● YOUR GOAL: Transcribe all of the material below verbatim, line for line, and omit the picture from your transcription.

— start of DATA FOR THIS TASK —

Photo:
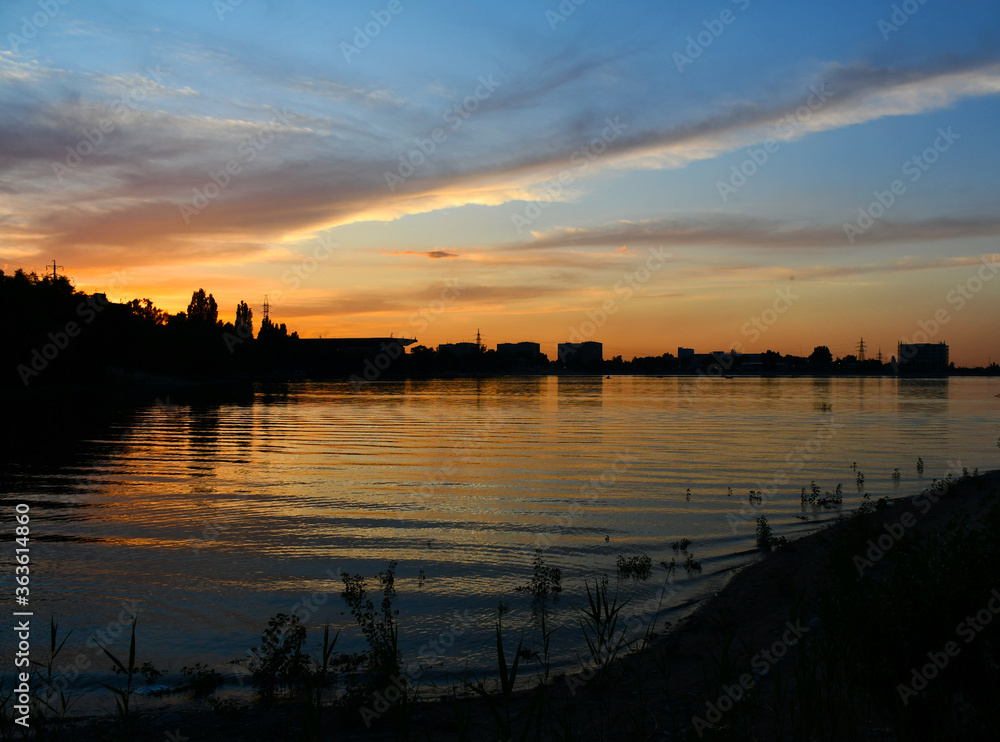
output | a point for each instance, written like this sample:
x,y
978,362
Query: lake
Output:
x,y
208,519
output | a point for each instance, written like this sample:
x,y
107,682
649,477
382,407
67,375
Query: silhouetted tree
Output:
x,y
203,308
146,310
244,320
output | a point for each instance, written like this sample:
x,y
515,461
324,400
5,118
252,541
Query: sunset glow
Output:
x,y
730,175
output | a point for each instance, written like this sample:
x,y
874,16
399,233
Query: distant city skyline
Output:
x,y
777,175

— end of DATA FOR THIS TASK —

● SOLUTION FOR THIS EXERCISE:
Photo:
output | a point for each instance, written like this sample:
x,y
978,362
Query: lake
Output:
x,y
208,519
output | a point for each instance, written like this sample:
x,y
107,682
649,477
382,407
67,375
Query: silhouetted tree
Output:
x,y
203,308
146,310
244,320
output | a point for each instance, written like this sample:
x,y
515,461
324,400
5,118
252,541
Query: sunset glow
Output:
x,y
730,175
output | a point for each instance, written like this sample:
x,y
874,16
399,233
Query: distant city skyline
Output:
x,y
777,175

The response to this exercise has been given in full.